- **Instructions for the task**: Wherever a picture appears, skip it and retype the rest of the data exactly.

(Text-to-region grounding data)
□ □ □ □

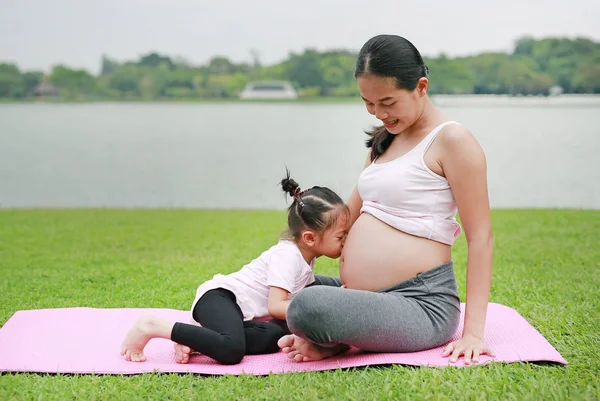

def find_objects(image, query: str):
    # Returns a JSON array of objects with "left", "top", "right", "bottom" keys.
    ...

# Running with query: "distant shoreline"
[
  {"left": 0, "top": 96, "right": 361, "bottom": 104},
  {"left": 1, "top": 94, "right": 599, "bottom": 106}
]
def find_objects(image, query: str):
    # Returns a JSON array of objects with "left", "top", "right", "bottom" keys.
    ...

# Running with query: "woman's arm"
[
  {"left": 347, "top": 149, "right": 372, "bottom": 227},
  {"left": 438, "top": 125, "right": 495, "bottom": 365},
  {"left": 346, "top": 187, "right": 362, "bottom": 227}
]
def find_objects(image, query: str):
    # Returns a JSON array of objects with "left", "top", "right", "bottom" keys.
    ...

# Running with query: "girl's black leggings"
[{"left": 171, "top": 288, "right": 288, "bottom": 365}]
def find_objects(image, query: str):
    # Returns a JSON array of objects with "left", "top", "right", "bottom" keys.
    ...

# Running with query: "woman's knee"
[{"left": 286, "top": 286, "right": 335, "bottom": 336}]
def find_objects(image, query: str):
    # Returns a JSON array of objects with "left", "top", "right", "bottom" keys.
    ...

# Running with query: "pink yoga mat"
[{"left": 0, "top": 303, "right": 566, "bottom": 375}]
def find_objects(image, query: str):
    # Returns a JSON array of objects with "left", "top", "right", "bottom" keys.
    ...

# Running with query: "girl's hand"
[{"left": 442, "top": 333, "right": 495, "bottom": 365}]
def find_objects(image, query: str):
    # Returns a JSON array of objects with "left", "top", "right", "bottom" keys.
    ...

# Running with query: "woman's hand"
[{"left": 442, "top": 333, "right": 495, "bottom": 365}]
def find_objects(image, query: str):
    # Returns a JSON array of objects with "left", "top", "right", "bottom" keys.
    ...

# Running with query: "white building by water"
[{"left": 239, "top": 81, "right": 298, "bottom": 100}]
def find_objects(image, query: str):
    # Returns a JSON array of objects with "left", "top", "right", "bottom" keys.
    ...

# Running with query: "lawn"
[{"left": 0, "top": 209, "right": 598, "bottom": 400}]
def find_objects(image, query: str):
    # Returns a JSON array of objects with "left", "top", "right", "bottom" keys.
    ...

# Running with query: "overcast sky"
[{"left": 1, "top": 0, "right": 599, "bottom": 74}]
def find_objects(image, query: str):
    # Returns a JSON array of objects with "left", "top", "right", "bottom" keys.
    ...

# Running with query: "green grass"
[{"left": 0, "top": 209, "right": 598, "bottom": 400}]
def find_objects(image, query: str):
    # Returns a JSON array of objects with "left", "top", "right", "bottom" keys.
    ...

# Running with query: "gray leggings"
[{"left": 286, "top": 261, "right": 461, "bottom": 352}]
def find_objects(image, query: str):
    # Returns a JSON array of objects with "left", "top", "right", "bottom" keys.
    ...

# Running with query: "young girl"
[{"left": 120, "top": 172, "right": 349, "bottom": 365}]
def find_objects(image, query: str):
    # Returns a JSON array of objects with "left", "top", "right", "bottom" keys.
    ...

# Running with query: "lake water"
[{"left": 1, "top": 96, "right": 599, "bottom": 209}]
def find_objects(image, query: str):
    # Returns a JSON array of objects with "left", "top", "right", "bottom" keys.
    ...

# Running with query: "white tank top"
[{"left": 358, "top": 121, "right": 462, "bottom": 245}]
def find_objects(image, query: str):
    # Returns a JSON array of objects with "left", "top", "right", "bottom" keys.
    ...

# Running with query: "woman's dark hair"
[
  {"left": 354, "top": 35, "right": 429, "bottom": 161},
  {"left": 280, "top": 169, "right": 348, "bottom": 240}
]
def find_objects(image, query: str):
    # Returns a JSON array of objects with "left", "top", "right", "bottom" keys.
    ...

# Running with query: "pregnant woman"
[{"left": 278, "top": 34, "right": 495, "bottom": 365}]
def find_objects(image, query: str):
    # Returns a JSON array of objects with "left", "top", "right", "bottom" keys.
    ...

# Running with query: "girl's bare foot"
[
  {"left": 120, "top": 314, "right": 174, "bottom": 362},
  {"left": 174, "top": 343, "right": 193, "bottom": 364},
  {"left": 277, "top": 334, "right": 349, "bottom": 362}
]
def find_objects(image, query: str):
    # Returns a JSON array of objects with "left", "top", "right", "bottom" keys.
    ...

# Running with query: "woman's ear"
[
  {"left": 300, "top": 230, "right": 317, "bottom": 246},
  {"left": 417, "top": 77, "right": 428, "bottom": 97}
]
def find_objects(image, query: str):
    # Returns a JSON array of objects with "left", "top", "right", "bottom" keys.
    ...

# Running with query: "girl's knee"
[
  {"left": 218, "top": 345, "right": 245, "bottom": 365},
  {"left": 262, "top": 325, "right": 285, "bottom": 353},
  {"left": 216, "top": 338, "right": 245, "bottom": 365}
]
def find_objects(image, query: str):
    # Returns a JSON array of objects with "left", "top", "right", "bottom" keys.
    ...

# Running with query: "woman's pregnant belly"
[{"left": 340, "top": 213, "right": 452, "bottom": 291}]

□ □ □ □

- **Solution**:
def find_objects(image, query: str):
    # Returns a JSON array of objects with "left", "top", "right", "bottom" keys.
    ...

# Running with query: "distant shoreline"
[
  {"left": 0, "top": 96, "right": 361, "bottom": 104},
  {"left": 1, "top": 94, "right": 599, "bottom": 106}
]
def find_objects(image, query: str):
    # Returns a JSON array of objects with "left", "top", "right", "bottom" keys.
    ...

# Running with query: "woman's arm"
[
  {"left": 347, "top": 149, "right": 372, "bottom": 227},
  {"left": 438, "top": 125, "right": 495, "bottom": 365},
  {"left": 346, "top": 187, "right": 362, "bottom": 227}
]
def find_objects(image, query: str):
    # Returns a JSON array of objects with "left", "top", "right", "bottom" keys.
    ...

# Running with query: "girl's black leggings"
[{"left": 171, "top": 288, "right": 288, "bottom": 365}]
def find_objects(image, query: str):
    # Returns a JSON array of objects with "left", "top", "right", "bottom" keys.
    ...

# Running with query: "woman's knee"
[{"left": 286, "top": 286, "right": 335, "bottom": 336}]
def find_objects(image, query: str):
    # Returns a JSON array of objects with "left", "top", "right", "bottom" keys.
    ...

# Running with query: "pink yoga mat"
[{"left": 0, "top": 303, "right": 566, "bottom": 375}]
def find_objects(image, query: str):
    # Returns a JSON array of objects with "left", "top", "right", "bottom" keys.
    ...

# Running with query: "girl's hand"
[{"left": 442, "top": 333, "right": 495, "bottom": 365}]
def find_objects(image, query: str):
    # Returns a JSON array of objects with "left", "top", "right", "bottom" keys.
    ...

# Running with query: "woman's hand"
[{"left": 442, "top": 333, "right": 495, "bottom": 365}]
def find_objects(image, query: str):
    # Returns a JSON array of objects with "left", "top", "right", "bottom" keys.
    ...

# Running with query: "white building by water"
[{"left": 239, "top": 81, "right": 298, "bottom": 100}]
def find_objects(image, query: str):
    # Returns a JSON array of objects with "left", "top", "right", "bottom" keys.
    ...

# Running with query: "lawn"
[{"left": 0, "top": 209, "right": 598, "bottom": 400}]
def find_objects(image, query: str):
    # Returns a JSON array of objects with "left", "top", "right", "bottom" keys.
    ...

# Running with query: "overcast sky"
[{"left": 1, "top": 0, "right": 599, "bottom": 74}]
def find_objects(image, query: str):
    # Returns a JSON array of objects with "left", "top", "right", "bottom" keys.
    ...

# Running with query: "green grass"
[{"left": 0, "top": 209, "right": 598, "bottom": 400}]
def find_objects(image, query: str):
    # Returns a JSON array of objects with "left", "top", "right", "bottom" keys.
    ...

# Running with query: "gray leggings"
[{"left": 286, "top": 261, "right": 461, "bottom": 352}]
def find_objects(image, query: str):
    # Returns a JSON array of objects with "left", "top", "right", "bottom" keys.
    ...

# Running with query: "young girl"
[{"left": 120, "top": 172, "right": 349, "bottom": 365}]
def find_objects(image, query: str):
    # Returns a JSON array of objects with "left", "top", "right", "bottom" keys.
    ...

# Running with query: "lake water"
[{"left": 1, "top": 96, "right": 599, "bottom": 209}]
def find_objects(image, query: str):
    # Returns a JSON array of objects with "left", "top", "right", "bottom" keys.
    ...

# Running with query: "white tank top"
[{"left": 358, "top": 121, "right": 462, "bottom": 245}]
def find_objects(image, query: str):
    # Returns a JSON array of objects with "left", "top", "right", "bottom" keys.
    ...

# Running with query: "woman's dark hair"
[
  {"left": 354, "top": 35, "right": 429, "bottom": 161},
  {"left": 280, "top": 169, "right": 348, "bottom": 240}
]
def find_objects(image, query: str):
    # Returns a JSON array of objects with "left", "top", "right", "bottom" keys.
    ...

# Running with query: "pregnant woman"
[{"left": 278, "top": 34, "right": 495, "bottom": 365}]
def find_objects(image, query: str):
    # Returns a JSON array of objects with "left", "top", "right", "bottom" keys.
    ...

# Running with query: "girl's bare foot"
[
  {"left": 120, "top": 314, "right": 174, "bottom": 362},
  {"left": 174, "top": 343, "right": 193, "bottom": 364},
  {"left": 277, "top": 334, "right": 349, "bottom": 362}
]
def find_objects(image, query: str):
    # Returns a JSON array of objects with "left", "top", "right", "bottom" keys.
    ...

# Running with query: "woman's ear"
[
  {"left": 300, "top": 230, "right": 317, "bottom": 246},
  {"left": 417, "top": 77, "right": 428, "bottom": 97}
]
def find_objects(image, query: str):
    # Returns a JSON array of objects with "left", "top", "right", "bottom" keys.
    ...

# Running with query: "girl's knee"
[
  {"left": 218, "top": 345, "right": 245, "bottom": 365},
  {"left": 262, "top": 325, "right": 285, "bottom": 353},
  {"left": 216, "top": 338, "right": 245, "bottom": 365}
]
def find_objects(image, query: str):
    # Returns a JSON array of objects with "left", "top", "right", "bottom" keys.
    ...

# Running with query: "woman's pregnant belly"
[{"left": 340, "top": 213, "right": 452, "bottom": 291}]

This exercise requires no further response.